THE RECORDS.
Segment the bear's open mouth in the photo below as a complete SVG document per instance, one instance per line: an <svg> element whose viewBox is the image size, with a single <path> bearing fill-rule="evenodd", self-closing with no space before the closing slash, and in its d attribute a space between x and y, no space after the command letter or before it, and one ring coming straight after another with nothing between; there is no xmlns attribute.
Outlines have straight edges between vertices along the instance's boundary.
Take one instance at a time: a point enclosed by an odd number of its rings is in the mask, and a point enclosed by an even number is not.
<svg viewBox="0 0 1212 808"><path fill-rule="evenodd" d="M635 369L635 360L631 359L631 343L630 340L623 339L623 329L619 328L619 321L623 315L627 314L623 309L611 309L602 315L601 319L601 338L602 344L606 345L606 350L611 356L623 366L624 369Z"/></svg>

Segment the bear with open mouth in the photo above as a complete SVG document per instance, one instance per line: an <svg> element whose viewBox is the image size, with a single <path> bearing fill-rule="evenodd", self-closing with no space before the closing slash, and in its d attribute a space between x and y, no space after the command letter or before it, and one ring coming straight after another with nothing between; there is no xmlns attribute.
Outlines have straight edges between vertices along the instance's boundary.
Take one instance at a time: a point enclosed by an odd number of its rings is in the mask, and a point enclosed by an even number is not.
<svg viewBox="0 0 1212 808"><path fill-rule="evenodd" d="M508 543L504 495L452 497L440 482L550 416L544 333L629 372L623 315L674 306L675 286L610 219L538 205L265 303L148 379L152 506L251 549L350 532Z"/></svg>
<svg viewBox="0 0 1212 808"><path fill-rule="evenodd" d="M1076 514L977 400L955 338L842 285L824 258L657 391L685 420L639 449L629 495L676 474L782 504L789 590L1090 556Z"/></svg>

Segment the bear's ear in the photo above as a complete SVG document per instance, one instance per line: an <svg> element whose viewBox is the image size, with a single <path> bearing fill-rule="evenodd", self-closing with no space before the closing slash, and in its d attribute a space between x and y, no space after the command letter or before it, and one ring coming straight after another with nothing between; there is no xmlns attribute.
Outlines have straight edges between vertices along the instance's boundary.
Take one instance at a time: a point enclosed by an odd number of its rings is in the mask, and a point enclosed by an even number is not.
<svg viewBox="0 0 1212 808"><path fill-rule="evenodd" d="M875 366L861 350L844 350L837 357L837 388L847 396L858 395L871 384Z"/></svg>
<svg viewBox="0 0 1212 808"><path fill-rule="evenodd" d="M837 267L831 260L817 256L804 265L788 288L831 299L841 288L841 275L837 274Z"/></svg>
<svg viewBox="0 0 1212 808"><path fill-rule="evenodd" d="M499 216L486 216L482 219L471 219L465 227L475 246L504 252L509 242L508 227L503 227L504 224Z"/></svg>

THE EXERCISE. Revise the lines of all the items above by replacing every occurrence of "vertices" with "corner points", leaving the remaining text unchanged.

THE ANSWER.
Segment the bear's open mouth in the photo below as a complete SVG document per instance, one instance per line: an <svg> element whose viewBox is the image size, with a single <path> bearing fill-rule="evenodd", self-closing with no space before the closing slash, and in its d attribute a space between x and y, no space after the command letter or before it, and one ring coming straight after another with nothing between; there is no xmlns attribute.
Outlines have straight edges between corner points along the instance's boundary.
Take one instance at a time: a point enclosed by an odd number of its rings is in the mask, and a point enclosed by an even number is not.
<svg viewBox="0 0 1212 808"><path fill-rule="evenodd" d="M635 369L635 360L631 359L631 343L630 340L623 339L623 329L619 328L619 321L623 315L627 314L623 309L611 309L602 315L601 319L601 338L602 344L606 345L606 350L611 356L623 366L624 369Z"/></svg>

Segment the bear with open mouth in the photo above as a complete SVG document per instance, one instance per line: an <svg> element whose viewBox is the image size, with a single <path> bearing fill-rule="evenodd", self-closing with no space before the closing slash, and in its d attribute a space between x and y, no space after the command letter or before it, and one ring coming straight after another with nothing between; there is no xmlns attribute.
Outlines have straight edges between corner points along the instance's boundary.
Take one instance at a time: a point enclosed by an odd number of its rings is in the mask, and a point enclosed by an even number is not.
<svg viewBox="0 0 1212 808"><path fill-rule="evenodd" d="M508 543L504 495L452 497L440 482L550 416L544 333L629 372L623 315L674 306L675 286L610 219L538 205L265 303L148 379L152 506L251 549L350 532Z"/></svg>
<svg viewBox="0 0 1212 808"><path fill-rule="evenodd" d="M1076 514L977 400L955 338L842 285L824 258L657 391L685 420L639 449L629 495L676 474L782 504L789 590L1090 556Z"/></svg>

Segment the bear's ear in the photo above as a complete SVG document per instance, one instance per line: an <svg> element whose viewBox is the image size, with a single <path> bearing fill-rule="evenodd", self-closing with no space before the closing slash, and in its d attribute a space between x and y, no space after the command letter or before it, and one ring coming straight after another with nothing between; there is no xmlns attribute.
Outlines have straight edges between corner points along the instance's boundary.
Take one instance at a time: a point enclosed by an odd number of its rings is in the mask, and a point enclosed by an even number is not.
<svg viewBox="0 0 1212 808"><path fill-rule="evenodd" d="M875 366L861 350L844 350L837 357L837 388L847 396L858 395L871 384Z"/></svg>
<svg viewBox="0 0 1212 808"><path fill-rule="evenodd" d="M837 267L831 260L817 256L804 265L788 288L831 299L841 288L841 275L837 274Z"/></svg>
<svg viewBox="0 0 1212 808"><path fill-rule="evenodd" d="M499 216L486 216L482 219L471 219L465 227L475 246L504 252L509 242L508 227L503 227L504 224Z"/></svg>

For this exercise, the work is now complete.